The red obtained from this substance created a great deal of interest

among printers and dyers on its introduction in 1857, or thereabouts.

For purity and brilliancy of shade it was not excelled by any other

colour, but not being able to stand the effects of air and light, its

employment was limited. We are not aware that murexide has yet been

brought forward as a pigment, and judging from its character as a dye,

it would scarcely enrich the palette. Dyes and pigments have much in

common, and a fugitive dye cannot be expected to furnish a permanent


Murexide is produced by the action of ammonia on alloxan, which is

itself derived from the uric acid of guano by treatment with nitric

acid, and was known nearly forty years back to stain the fingers and

nails red. The first murexide sent into the market was a reddish-purple

powder, dissolving in water with a fine purple tint, leaving a little

residue undissolved. Owing to improvements in manufacture, it is now

capable of being prepared almost chemically pure, and with that green

metallic reflection peculiar to several coal-tar salts and the wings of

certain insects. When sulphuretted hydrogen is passed through a

concentrated solution of murexide, it is immediately decoloured; a fact

which renders it likely that murexide pigments would be as liable to

suffer from an impure atmosphere, as from exposure to light and air.

> _Data_:
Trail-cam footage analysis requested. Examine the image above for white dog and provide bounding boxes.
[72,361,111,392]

> _Work to complete_:
[1] What substance does the murexide text say murexide is produced from by the action of ammonia?
[2] Do these statements agree with the murexide text? (a) Murexide was introduced to printers and dyers around 1857. (b) Murexide has already been brought forward as a pigment. (c) The first murexide sent into the market dissolved in water without leaving any residue.
[3] Output the part of the murexide text starting with "certain insects. When" and going on through "light and air.".

> _Written responses_:
[1] Alloxan.

[2]
(a) Yes: "on its introduction in 1857, or thereabouts."
(b) No: "We are not aware that murexide has yet been brought forward as a pigment"
(c) No: "leaving a little residue undissolved."

[3]
certain insects. When sulphuretted hydrogen is passed through a

concentrated solution of murexide, it is immediately decoloured; a fact

which renders it likely that murexide pigments would be as liable to

suffer from an impure atmosphere, as from exposure to light and air.